**Supplied data**.

________________

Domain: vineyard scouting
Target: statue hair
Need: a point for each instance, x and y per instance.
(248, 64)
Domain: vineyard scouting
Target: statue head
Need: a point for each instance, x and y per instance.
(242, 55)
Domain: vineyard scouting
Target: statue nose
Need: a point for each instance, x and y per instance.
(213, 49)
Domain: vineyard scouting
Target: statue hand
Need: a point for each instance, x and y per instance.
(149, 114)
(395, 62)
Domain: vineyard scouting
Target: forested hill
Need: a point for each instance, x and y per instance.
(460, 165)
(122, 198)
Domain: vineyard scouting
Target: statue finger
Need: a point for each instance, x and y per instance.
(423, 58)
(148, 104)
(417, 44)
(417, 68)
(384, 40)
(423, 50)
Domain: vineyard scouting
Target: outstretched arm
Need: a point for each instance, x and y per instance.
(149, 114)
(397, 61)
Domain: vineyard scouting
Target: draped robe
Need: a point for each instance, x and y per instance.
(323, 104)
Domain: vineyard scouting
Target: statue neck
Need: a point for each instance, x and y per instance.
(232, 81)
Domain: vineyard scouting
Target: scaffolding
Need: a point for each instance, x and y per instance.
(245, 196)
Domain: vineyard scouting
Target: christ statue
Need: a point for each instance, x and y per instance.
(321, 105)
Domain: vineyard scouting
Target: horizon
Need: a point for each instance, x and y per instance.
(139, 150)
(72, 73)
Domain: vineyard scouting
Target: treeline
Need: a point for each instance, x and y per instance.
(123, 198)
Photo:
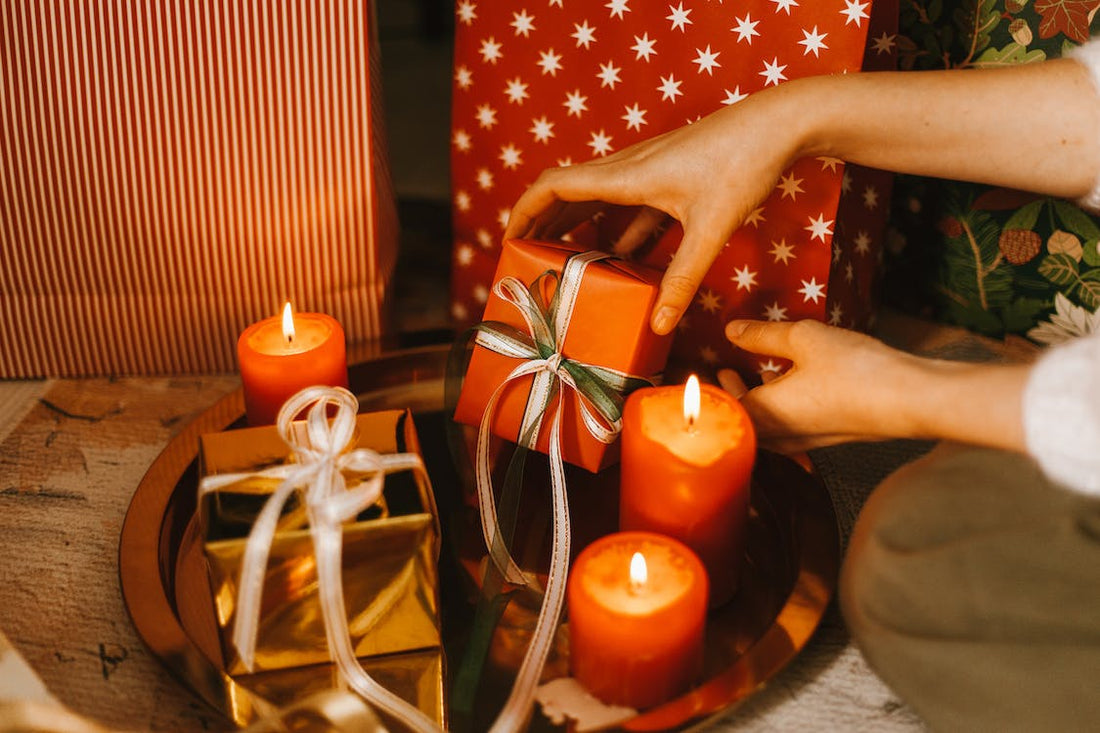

________________

**Try it**. Lines with "statue": copy every one of them from the listing above.

**The answer**.
Target: statue hair
Target: statue head
Target: statue nose
Target: statue hand
Target: statue finger
Target: statue neck
Target: christ statue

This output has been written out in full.